- PROBLEM DETAILS -
Print verbatim every line starting at the one that contains "Where can you spot the black" and ending at the final line of the records; include both endpoints.

----

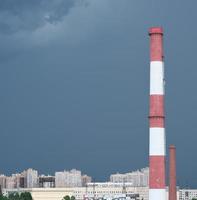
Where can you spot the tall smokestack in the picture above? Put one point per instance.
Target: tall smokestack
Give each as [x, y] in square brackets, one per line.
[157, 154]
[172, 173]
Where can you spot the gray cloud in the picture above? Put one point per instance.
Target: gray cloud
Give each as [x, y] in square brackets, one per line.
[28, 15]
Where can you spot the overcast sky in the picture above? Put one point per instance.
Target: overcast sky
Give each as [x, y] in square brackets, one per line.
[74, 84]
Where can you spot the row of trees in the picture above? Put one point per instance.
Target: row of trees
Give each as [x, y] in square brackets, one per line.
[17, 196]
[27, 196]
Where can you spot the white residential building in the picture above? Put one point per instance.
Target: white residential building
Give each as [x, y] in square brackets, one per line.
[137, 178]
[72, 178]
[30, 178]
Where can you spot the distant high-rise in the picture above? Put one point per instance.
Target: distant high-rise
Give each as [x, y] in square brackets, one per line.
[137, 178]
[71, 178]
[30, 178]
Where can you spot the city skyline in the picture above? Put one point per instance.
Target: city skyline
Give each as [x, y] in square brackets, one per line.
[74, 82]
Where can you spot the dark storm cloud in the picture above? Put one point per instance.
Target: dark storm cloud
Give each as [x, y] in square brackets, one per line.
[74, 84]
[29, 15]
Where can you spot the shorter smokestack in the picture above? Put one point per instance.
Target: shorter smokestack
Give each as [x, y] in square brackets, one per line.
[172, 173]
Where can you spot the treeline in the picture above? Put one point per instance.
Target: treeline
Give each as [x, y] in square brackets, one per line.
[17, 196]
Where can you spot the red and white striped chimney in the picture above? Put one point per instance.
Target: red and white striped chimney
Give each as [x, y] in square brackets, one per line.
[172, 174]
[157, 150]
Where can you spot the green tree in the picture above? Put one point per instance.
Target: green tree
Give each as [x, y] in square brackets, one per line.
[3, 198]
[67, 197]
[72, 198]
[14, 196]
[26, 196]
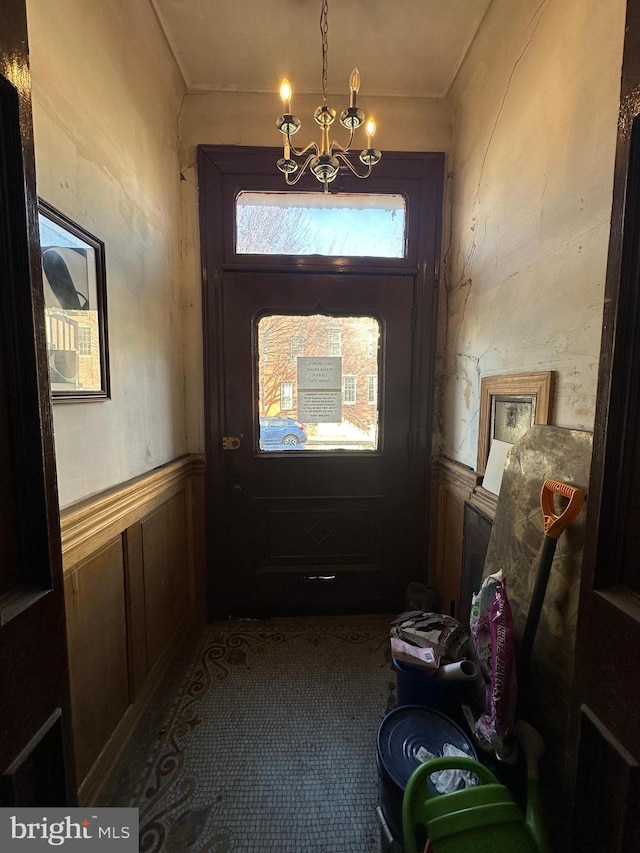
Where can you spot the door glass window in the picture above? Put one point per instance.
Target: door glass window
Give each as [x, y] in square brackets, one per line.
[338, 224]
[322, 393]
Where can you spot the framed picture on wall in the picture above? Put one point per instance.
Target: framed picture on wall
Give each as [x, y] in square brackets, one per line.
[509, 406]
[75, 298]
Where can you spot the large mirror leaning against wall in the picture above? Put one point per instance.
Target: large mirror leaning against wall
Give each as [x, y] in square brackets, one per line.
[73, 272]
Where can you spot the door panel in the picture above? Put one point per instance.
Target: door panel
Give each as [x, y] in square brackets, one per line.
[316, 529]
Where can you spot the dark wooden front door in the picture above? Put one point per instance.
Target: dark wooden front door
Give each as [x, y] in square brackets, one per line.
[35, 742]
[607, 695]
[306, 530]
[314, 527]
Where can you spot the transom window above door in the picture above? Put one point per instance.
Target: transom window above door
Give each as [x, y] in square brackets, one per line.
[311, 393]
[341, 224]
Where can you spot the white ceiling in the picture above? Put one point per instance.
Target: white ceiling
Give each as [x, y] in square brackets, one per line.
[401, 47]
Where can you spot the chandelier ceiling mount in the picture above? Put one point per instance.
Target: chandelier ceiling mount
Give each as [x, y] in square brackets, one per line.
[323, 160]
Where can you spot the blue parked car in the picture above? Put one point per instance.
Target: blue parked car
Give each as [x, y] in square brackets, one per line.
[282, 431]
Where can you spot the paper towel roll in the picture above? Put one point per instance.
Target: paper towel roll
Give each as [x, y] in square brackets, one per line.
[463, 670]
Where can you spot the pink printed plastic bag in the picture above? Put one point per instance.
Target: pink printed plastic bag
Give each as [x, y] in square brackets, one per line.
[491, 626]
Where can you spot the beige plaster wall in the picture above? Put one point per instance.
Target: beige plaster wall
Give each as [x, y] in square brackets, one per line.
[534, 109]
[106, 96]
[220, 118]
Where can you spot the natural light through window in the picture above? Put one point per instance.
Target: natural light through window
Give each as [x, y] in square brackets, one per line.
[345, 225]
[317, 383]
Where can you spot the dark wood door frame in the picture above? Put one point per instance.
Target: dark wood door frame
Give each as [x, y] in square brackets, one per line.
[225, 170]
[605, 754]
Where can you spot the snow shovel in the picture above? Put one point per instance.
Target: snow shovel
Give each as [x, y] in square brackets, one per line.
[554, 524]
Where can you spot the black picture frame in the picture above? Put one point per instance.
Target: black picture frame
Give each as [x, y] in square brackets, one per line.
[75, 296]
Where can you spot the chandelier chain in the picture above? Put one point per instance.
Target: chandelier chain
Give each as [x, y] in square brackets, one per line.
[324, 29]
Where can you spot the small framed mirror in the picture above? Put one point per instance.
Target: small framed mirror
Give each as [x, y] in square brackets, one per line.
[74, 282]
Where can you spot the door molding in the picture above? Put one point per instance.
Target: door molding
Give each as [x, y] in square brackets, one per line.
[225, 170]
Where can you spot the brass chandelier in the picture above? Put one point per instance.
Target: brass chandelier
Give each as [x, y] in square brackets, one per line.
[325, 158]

----

- WRITTEN ANSWER -
Where can you spot the black picture frame in the picture above? Put one point per instance.
Target: black picture frame
Give each as [x, y] in square brackets, one per line.
[75, 296]
Where can you spot the chandelier chain in the picture above? Put one point per instance.
Target: chandelier chain
Give each as [x, y] in square brackets, one per line.
[324, 29]
Where can you spot the small framed mirror in the picture above? Put one point per instance.
Target: small framed mirror
Give each as [x, y] in square brackets, one per line.
[74, 282]
Where can you spot the door molding in the picture above? Put one point per instance.
Target: door molding
Give each as [x, y] in square brackets, one per line.
[225, 170]
Where can you spot the brass chandelier in the picture above? Put one point per instance.
Target: brass chandelier
Give each as [x, y] in square brackets, one per line.
[325, 158]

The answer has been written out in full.